• Instructions to follow:
Answer these questions using the forum thread on the algorithm question below:
1. In the example with all integers from 1 to 100 and a sum of 101, how many pairs add up to 101?
2. According to Greg Young, sorted data would allow the problem to be done in what time?
3. Why was the case with the array 1,2,3,4 and sum 5 chosen?

• Text provided:
┄┄┄┄┄┄

Simple but confusing algorith question

B

Bill Butler

Greg Young said:
As you mention that this is an interview question ...

My guess is that they were looking to see how you approached the problem (and what questions you
asked like "is the data sorted", "What's the general usage of the method i.e. 3 items vs 300")

All of those items have alot to do with how you would want to implement the routine.

I would *hope* that this was the interviewer's intent.
Asking "what's the most efficient implementation?" is a loaded question.

Is the data sorted?
Is it OK to sort the data, or do we need to copy the Array and sort that?
Is the array so large that copying it causes memory issues?
Is the data set small enough that O(N), O(NlogN) etc not come into play?

What does the actual data normally look like? (let me Splain)
If the data has very few gaps in it a brute force approach might be fastest.
Example: Data = all integers from 1-100 Sum = 101
One pass through the data will suffice to find a valid result.

OK, this is an extreme example, but if the data has few gaps, you will tend to get multiple valid
solutions to the problem. In the example above there are 100 pairs that add up to 101 (assuming
(x,y) is different from (y,x))

Thus a brute force search can succeed, possibly faster that the sort

Anyway....food for thought
Bill
 
G

Greg Young [MVP]

Why sorted data? - Well sorted data would allow it to be done in O(n) to
start with ...

I already retracted the i+1 above.

This question - array 1,2,3,4 sum = 5 is because there are 2 answers.


SP said:
Greg Young said:
If the data were sorted you could do much better. If they are not sorted
you
would have n^2 as your worst case as you have to check every index of the
array for each value.

How would sorted data change things?
even so you could still do slightly better by only issuing a single
add/sub
instead of a operation on every iteration ... see example.

bool MyPairSum(int [] array, int sum)
{
for (int i = 0; i < array.Length; i++)
{
int need = sum - array[j];
for (int j = 0; j < array.Length; j++)
{
if (array[j] == sum)
return true;
}
}
return false;
}

Also your code has failure modes because int j = i + 1 ... what about the
following data?

┄┄┄┄┄┄

• Excerpted records:
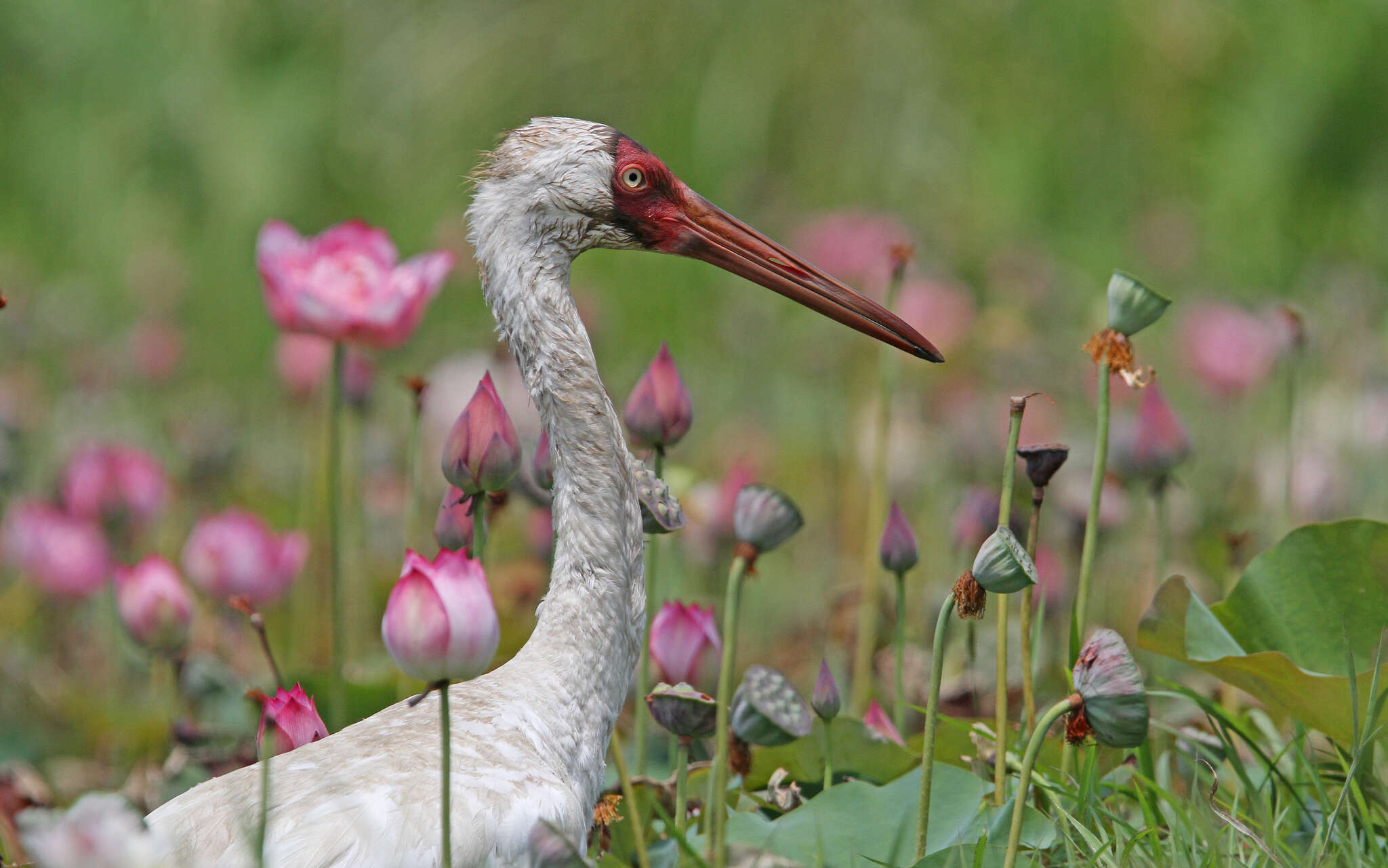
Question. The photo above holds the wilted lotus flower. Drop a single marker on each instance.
(880, 725)
(441, 623)
(1043, 461)
(1002, 564)
(899, 549)
(293, 717)
(1111, 685)
(344, 284)
(682, 710)
(768, 710)
(659, 410)
(114, 482)
(99, 831)
(482, 452)
(825, 701)
(66, 556)
(764, 518)
(237, 554)
(685, 643)
(155, 606)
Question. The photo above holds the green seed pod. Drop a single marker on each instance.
(768, 710)
(1132, 306)
(682, 710)
(1115, 701)
(1002, 566)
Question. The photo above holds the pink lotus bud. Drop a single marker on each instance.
(155, 606)
(880, 725)
(453, 526)
(482, 452)
(441, 623)
(899, 549)
(659, 411)
(685, 645)
(237, 554)
(293, 718)
(344, 284)
(64, 554)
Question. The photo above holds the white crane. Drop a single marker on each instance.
(529, 738)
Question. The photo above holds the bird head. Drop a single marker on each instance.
(584, 185)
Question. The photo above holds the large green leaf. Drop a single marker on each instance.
(1282, 634)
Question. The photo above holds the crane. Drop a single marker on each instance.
(529, 738)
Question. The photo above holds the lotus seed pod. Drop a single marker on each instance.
(1002, 566)
(683, 710)
(1115, 701)
(1132, 306)
(768, 710)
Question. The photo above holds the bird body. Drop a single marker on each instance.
(528, 738)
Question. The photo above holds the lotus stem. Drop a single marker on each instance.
(1025, 778)
(928, 743)
(1000, 702)
(718, 798)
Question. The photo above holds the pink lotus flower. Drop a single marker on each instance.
(441, 623)
(114, 482)
(237, 554)
(293, 717)
(344, 284)
(879, 725)
(482, 452)
(303, 361)
(64, 554)
(153, 603)
(685, 645)
(659, 411)
(1230, 349)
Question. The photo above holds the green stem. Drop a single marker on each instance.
(899, 710)
(1025, 779)
(446, 772)
(338, 693)
(928, 743)
(1000, 697)
(718, 798)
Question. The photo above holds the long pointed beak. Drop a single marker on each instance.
(719, 238)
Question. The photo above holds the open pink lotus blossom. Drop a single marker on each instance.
(293, 717)
(685, 645)
(106, 481)
(344, 284)
(441, 623)
(64, 554)
(235, 553)
(153, 603)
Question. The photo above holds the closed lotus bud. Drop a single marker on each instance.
(482, 452)
(899, 549)
(1002, 566)
(685, 645)
(768, 710)
(542, 470)
(1115, 701)
(764, 518)
(153, 603)
(880, 725)
(292, 717)
(659, 411)
(682, 710)
(453, 525)
(1043, 461)
(825, 699)
(1132, 306)
(441, 623)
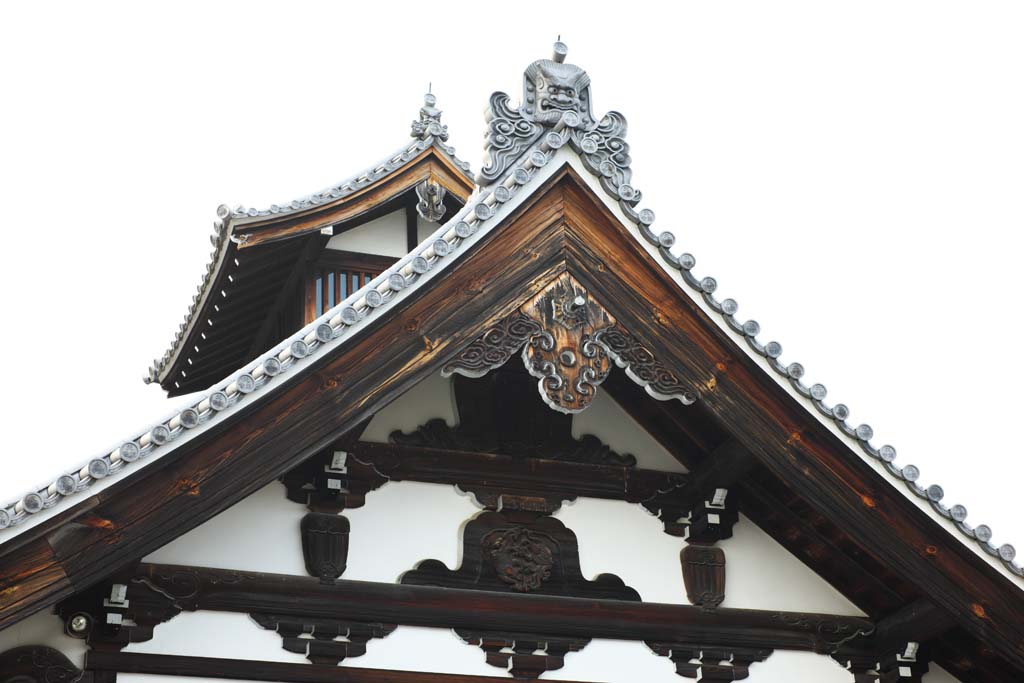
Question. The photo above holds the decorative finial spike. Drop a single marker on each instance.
(561, 49)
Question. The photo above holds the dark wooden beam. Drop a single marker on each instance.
(724, 467)
(361, 205)
(920, 622)
(516, 476)
(253, 670)
(224, 590)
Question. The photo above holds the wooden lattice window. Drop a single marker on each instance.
(336, 275)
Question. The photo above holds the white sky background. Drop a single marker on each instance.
(852, 173)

┄┄┄┄┄┄

• Full output:
1. 100 pairs, assuming (x,y) is different from (y,x).
2. O(n).
3. Because there are 2 answers.